## Task prompt
Retype precisely the section of the data that starts at the line containing "the dark boot" and runs to its final line, ends included.

--- START OF Given information ---

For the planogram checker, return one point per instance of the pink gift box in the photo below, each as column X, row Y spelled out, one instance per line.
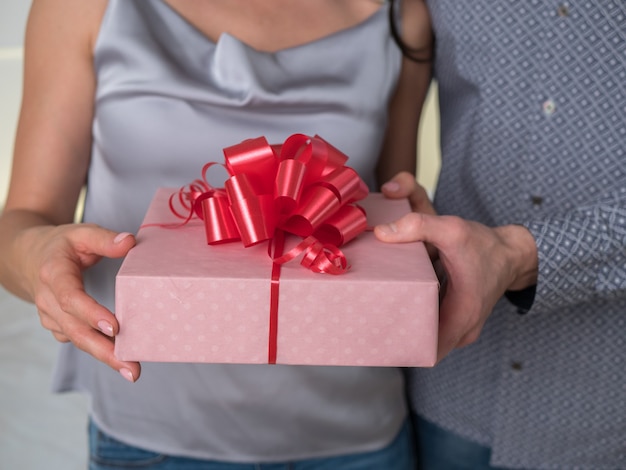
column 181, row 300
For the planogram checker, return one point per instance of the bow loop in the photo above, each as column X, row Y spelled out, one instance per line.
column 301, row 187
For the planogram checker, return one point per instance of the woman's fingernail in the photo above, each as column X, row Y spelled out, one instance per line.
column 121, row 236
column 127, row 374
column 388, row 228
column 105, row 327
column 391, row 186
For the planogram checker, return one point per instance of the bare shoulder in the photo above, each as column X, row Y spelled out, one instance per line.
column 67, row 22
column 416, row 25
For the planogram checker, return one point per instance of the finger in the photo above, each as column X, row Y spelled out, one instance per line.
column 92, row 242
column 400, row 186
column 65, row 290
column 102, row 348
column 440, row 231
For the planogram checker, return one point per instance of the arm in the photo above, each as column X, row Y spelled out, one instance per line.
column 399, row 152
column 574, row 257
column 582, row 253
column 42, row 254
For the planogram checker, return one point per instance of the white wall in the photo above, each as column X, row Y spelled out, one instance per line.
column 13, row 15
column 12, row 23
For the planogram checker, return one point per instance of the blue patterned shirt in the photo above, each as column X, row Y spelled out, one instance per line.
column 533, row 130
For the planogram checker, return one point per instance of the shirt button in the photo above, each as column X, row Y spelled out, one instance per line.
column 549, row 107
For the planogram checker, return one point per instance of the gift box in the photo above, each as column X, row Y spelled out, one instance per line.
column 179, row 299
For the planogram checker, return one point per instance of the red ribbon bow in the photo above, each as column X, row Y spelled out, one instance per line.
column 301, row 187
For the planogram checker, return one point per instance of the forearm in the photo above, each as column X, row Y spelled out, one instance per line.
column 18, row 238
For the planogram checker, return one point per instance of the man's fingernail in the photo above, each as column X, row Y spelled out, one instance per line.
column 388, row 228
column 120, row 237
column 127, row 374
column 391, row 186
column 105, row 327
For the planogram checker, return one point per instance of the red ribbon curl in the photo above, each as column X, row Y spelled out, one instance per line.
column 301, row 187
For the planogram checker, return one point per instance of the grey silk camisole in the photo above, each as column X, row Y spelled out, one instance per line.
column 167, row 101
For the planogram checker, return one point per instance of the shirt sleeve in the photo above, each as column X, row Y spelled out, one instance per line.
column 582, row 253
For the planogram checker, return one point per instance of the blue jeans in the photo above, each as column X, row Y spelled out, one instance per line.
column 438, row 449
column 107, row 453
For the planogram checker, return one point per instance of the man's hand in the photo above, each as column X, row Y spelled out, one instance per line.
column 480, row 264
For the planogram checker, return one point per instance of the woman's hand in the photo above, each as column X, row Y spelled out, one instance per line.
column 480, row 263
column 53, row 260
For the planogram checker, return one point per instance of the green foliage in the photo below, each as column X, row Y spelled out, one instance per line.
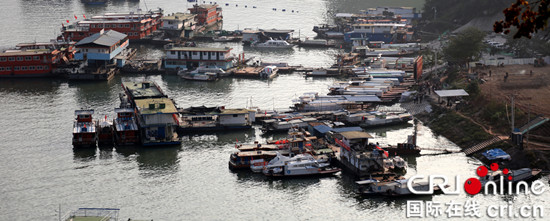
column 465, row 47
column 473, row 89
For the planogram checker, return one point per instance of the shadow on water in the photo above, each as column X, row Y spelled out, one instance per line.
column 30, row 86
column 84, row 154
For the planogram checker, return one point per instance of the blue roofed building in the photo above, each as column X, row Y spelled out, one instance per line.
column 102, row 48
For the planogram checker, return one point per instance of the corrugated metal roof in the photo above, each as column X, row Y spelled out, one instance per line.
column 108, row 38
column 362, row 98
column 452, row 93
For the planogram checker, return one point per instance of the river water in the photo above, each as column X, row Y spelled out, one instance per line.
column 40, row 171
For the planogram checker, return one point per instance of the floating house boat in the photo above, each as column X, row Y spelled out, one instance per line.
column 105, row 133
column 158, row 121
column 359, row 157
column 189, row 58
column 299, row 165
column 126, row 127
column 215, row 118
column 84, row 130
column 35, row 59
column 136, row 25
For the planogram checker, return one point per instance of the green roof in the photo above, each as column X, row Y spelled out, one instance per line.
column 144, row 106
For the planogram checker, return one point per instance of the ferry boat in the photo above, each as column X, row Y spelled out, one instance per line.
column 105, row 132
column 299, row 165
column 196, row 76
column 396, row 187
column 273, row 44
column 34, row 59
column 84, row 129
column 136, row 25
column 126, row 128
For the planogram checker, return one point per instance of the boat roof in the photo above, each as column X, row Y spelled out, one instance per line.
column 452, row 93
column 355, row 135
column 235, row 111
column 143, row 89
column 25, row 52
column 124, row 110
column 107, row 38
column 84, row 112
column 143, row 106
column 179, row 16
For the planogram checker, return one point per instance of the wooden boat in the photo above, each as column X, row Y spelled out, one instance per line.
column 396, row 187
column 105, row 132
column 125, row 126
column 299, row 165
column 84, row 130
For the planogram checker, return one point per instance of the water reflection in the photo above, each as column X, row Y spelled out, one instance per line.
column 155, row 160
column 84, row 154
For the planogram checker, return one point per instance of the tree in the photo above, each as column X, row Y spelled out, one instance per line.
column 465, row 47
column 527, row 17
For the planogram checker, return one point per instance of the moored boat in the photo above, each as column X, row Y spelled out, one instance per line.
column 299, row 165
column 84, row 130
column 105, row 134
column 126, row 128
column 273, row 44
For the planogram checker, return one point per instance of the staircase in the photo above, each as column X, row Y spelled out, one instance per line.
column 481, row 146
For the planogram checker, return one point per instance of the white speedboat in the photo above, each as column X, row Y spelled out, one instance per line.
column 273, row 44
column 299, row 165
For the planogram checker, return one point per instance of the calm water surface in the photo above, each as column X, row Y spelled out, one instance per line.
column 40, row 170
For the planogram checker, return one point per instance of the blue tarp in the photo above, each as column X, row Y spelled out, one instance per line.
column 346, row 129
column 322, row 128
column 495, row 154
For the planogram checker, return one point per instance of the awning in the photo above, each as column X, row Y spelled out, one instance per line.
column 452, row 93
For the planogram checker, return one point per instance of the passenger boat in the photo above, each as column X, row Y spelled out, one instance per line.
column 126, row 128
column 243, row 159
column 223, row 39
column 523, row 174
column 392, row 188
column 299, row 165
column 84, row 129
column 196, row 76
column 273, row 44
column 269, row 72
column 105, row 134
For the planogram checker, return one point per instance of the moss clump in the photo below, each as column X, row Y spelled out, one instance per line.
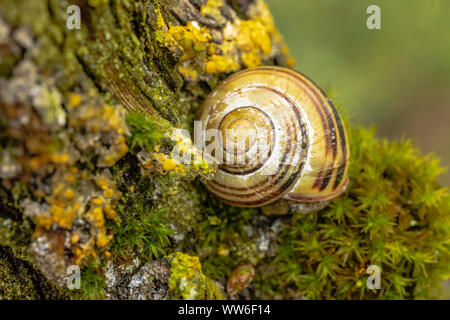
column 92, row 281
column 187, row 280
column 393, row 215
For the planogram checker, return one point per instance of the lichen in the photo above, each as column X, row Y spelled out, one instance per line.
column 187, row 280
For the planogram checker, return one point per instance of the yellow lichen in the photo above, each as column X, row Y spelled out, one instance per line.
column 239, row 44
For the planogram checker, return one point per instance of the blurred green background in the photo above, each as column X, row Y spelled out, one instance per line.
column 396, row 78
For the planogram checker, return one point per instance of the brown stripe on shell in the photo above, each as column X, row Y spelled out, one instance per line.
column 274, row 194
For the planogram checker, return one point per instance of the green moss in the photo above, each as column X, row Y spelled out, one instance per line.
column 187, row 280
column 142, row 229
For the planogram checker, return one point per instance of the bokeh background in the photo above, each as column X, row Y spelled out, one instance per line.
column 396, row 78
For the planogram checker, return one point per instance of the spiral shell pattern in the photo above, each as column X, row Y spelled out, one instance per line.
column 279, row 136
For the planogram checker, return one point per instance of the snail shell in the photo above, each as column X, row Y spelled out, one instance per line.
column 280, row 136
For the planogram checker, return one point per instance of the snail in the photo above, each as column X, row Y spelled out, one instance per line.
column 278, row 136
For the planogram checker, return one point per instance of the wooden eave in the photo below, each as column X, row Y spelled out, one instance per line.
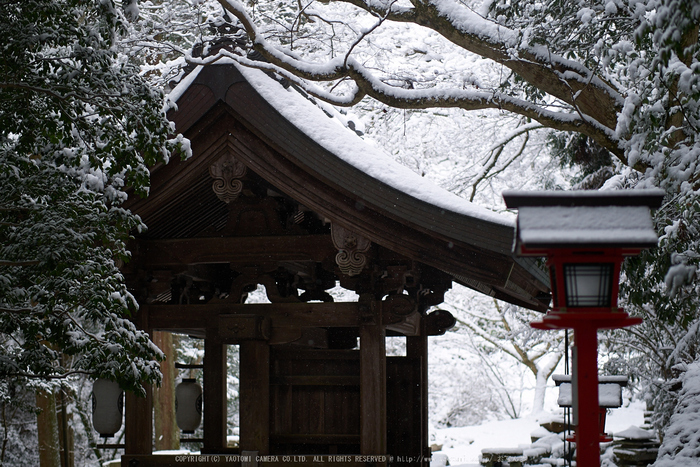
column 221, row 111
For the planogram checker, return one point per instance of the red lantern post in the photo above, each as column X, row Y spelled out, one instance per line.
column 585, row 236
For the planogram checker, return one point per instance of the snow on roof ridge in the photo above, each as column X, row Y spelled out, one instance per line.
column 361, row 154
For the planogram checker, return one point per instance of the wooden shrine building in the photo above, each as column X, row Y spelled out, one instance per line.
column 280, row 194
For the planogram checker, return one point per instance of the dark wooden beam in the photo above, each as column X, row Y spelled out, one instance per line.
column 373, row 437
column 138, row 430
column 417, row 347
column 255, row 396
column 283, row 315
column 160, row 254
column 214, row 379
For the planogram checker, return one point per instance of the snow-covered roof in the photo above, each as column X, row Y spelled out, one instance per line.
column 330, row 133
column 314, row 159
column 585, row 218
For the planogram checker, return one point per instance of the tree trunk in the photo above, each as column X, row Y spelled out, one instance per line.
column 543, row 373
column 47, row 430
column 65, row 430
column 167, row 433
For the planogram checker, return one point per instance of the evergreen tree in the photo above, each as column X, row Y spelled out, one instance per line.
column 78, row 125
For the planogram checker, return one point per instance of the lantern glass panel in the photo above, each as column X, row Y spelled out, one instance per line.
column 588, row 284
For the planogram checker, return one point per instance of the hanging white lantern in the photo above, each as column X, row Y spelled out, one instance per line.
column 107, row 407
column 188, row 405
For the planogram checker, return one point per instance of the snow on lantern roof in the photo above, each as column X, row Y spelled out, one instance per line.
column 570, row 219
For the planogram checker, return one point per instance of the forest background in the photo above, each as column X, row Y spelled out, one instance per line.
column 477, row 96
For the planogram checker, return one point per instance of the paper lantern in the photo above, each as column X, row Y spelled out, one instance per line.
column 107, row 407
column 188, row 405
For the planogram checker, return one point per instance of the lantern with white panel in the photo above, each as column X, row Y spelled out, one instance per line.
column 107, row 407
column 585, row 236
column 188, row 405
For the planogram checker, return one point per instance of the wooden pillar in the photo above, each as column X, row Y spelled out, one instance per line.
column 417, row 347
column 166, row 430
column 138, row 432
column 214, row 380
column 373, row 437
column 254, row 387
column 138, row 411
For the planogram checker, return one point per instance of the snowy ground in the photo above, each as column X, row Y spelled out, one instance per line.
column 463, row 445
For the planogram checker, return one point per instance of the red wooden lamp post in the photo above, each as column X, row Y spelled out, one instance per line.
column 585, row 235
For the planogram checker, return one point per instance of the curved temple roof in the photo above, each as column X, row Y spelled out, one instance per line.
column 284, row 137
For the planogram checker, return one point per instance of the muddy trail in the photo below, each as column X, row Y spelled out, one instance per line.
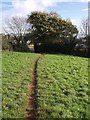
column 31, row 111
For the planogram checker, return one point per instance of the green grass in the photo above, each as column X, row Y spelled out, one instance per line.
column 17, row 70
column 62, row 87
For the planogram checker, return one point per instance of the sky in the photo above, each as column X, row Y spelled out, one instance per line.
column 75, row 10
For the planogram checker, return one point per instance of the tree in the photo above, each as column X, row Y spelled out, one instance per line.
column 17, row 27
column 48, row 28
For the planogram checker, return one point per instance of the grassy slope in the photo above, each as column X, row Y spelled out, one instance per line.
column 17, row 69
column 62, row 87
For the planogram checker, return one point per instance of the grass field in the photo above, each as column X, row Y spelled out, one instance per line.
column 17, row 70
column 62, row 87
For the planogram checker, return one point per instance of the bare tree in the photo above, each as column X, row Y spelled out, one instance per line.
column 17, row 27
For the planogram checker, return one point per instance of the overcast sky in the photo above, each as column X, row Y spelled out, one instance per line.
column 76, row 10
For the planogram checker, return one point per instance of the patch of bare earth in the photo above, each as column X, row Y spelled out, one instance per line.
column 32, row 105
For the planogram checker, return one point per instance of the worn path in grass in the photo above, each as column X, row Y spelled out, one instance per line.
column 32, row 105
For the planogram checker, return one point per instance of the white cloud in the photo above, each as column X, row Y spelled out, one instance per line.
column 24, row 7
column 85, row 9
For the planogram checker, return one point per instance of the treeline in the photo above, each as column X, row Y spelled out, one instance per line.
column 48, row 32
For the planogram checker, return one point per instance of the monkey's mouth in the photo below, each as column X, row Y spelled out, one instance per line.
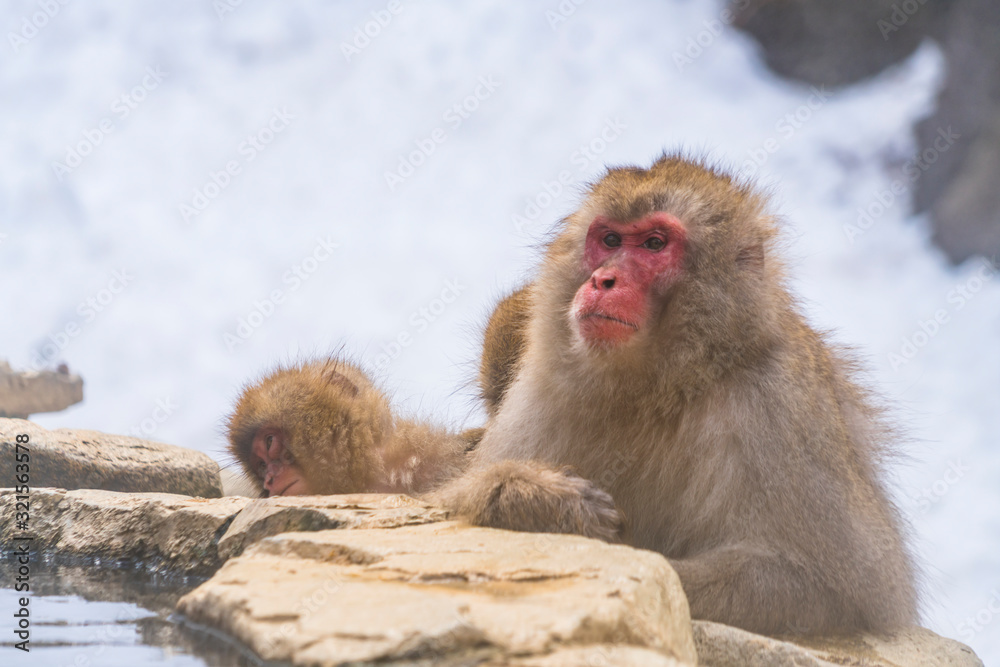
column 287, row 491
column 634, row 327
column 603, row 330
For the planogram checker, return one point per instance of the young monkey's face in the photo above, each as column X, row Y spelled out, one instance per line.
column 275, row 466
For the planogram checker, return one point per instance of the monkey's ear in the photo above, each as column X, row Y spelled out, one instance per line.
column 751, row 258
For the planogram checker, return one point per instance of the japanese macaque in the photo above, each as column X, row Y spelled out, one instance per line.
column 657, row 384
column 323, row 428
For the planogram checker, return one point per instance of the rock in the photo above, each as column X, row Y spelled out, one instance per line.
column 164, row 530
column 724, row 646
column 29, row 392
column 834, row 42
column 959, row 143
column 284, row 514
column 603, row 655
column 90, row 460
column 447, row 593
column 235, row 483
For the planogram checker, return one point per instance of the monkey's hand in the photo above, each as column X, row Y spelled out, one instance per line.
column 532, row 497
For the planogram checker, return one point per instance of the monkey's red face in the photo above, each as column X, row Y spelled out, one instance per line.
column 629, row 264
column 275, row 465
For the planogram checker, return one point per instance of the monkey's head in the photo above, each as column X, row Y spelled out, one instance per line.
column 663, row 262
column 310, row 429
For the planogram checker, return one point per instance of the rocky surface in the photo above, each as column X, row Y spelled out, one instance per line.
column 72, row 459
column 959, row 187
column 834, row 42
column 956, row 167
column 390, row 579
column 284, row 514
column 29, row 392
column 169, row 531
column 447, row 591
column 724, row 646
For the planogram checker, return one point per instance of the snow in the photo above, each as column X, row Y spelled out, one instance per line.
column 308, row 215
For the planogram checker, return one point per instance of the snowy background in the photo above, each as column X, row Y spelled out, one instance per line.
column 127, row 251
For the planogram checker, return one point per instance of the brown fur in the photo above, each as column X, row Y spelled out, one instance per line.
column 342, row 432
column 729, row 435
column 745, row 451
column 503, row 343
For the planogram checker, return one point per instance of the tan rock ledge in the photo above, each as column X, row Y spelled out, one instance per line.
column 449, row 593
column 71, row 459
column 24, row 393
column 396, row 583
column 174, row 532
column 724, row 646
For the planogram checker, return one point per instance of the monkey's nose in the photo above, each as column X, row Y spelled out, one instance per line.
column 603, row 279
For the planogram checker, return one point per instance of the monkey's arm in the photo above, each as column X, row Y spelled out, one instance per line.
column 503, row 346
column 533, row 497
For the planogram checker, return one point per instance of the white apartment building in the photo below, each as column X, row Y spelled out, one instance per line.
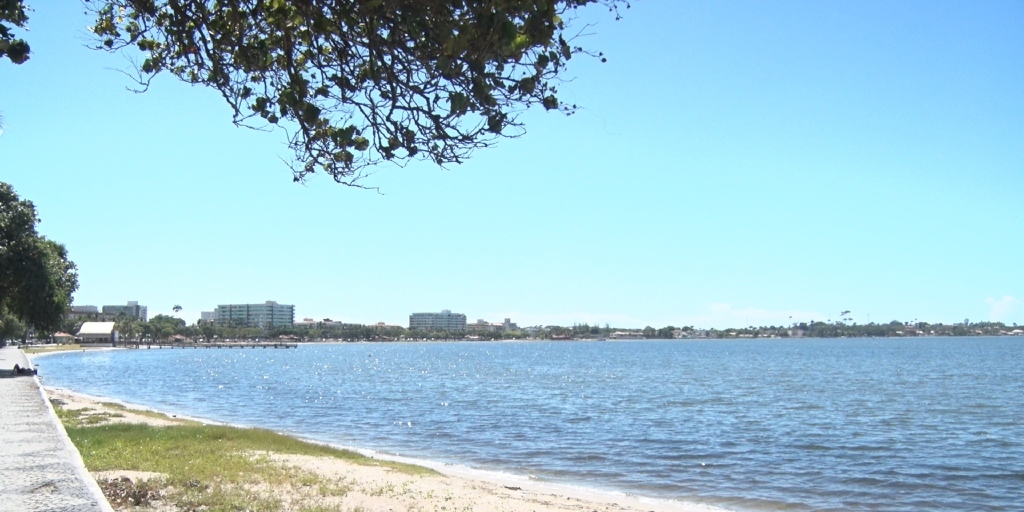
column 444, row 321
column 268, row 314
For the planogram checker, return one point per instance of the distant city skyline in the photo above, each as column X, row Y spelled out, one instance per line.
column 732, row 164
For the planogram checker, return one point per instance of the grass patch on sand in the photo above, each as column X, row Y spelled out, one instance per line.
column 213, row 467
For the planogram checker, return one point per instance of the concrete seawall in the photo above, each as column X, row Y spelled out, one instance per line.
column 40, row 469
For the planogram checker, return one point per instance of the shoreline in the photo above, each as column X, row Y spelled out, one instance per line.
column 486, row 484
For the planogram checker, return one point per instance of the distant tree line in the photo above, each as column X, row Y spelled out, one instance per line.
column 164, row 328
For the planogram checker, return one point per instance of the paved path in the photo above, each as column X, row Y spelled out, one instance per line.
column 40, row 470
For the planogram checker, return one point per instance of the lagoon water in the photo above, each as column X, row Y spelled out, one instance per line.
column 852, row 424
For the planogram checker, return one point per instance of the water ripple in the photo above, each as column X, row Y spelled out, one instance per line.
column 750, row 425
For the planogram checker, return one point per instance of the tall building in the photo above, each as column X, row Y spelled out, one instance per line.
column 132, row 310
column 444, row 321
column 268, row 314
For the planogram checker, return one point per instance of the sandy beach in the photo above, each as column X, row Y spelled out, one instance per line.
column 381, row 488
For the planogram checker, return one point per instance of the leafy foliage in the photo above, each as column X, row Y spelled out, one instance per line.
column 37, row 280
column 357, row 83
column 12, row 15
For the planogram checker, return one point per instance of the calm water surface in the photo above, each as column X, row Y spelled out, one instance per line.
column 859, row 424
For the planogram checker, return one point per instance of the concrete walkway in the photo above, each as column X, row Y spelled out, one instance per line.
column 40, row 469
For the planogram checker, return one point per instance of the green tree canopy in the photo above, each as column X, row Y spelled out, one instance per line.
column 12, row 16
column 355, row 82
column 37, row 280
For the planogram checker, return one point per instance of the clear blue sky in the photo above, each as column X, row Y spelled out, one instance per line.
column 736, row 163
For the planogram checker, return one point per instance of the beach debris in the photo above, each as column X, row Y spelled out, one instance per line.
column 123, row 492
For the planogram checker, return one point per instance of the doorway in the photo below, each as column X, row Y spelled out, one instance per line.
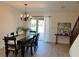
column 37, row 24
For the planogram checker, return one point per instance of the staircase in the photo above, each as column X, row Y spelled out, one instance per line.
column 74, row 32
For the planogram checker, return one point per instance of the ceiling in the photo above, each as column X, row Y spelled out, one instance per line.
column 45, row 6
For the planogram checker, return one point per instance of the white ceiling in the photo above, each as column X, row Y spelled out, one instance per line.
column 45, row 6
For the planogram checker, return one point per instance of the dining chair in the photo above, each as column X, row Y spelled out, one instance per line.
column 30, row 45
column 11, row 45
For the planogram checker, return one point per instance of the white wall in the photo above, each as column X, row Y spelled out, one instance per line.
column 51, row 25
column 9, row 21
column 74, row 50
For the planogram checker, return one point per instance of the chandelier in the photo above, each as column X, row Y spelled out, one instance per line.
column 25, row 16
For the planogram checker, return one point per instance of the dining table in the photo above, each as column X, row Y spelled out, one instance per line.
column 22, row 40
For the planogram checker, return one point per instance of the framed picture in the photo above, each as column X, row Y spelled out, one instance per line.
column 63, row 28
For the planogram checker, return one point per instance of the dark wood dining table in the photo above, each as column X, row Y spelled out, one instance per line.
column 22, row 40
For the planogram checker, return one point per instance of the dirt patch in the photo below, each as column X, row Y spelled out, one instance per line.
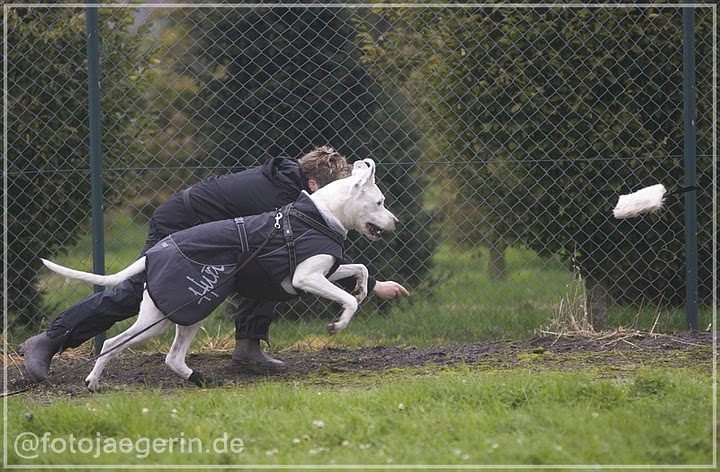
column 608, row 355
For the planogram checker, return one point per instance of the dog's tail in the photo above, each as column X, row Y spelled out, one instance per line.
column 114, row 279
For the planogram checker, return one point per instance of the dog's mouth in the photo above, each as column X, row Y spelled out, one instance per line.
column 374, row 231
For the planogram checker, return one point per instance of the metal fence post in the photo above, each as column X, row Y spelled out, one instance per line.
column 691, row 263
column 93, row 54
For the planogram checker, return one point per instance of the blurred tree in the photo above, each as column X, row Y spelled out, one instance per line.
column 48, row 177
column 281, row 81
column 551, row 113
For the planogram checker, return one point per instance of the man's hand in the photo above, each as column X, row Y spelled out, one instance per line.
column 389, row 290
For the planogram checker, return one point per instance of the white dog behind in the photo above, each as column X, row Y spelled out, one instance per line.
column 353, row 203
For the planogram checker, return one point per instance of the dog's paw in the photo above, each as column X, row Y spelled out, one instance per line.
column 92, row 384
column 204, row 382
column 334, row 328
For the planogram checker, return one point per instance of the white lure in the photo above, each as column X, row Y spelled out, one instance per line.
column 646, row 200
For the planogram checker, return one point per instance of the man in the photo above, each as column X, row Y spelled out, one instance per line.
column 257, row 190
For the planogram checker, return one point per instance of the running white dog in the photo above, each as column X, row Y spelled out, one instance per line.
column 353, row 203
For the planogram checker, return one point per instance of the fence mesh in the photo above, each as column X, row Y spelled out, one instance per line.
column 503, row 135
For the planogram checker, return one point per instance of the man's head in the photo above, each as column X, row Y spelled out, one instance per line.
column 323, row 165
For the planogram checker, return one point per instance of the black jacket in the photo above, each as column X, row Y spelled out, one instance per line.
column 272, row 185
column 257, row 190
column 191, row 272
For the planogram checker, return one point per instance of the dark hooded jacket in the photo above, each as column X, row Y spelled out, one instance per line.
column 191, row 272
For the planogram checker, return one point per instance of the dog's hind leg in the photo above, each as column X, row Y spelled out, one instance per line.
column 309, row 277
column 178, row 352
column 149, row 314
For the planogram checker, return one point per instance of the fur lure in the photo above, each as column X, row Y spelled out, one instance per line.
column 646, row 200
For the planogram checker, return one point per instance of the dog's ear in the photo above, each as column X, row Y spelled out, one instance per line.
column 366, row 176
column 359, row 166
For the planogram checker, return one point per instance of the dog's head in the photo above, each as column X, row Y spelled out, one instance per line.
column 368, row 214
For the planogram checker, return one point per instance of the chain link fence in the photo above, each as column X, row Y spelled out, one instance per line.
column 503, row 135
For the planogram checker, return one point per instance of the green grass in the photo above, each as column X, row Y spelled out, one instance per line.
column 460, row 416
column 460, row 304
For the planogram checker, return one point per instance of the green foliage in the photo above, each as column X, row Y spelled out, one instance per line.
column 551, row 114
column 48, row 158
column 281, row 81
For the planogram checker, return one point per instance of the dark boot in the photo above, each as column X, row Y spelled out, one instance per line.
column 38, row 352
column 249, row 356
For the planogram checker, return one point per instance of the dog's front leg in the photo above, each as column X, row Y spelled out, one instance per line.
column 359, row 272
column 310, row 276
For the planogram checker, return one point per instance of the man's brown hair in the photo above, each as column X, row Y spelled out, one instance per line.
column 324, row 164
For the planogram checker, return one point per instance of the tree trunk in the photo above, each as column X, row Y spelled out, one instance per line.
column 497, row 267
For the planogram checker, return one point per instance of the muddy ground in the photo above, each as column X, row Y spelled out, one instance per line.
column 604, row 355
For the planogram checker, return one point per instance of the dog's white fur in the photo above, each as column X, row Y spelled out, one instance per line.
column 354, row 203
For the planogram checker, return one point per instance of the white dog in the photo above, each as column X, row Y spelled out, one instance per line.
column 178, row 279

--- END OF Given information ---

## Answer in full
For the planogram checker, return one point per instance of the dark boot in the photo above, each as column X, row Y spelled out, one instance per line.
column 38, row 352
column 249, row 356
For the planogram checker, return one point per instance of the dog's front leg in the photo above, each as column X, row Y spelled out, one instance per line.
column 359, row 272
column 310, row 276
For the planogram checker, return one point per instance of the man's brown hair in the photo above, each as column X, row Y spelled out, one instance per line.
column 324, row 164
For the planogram checker, return one point per instance of the tree trunk in the photo above, each as column X, row Y spelled out, one instance per line.
column 497, row 267
For the planogram checker, return one point per instance of the muddy ground in the photo above, each as column X, row Y spelled out, one instance per line.
column 604, row 355
For the planogram checker, return one point per instance of the dog's white fur in the photo above, each as column X, row Y spelled out, one instance per line.
column 354, row 203
For the planogram checker, return one point per instance of the white dog in the photo above, each as column X, row Y spelled out, one instance per line.
column 178, row 279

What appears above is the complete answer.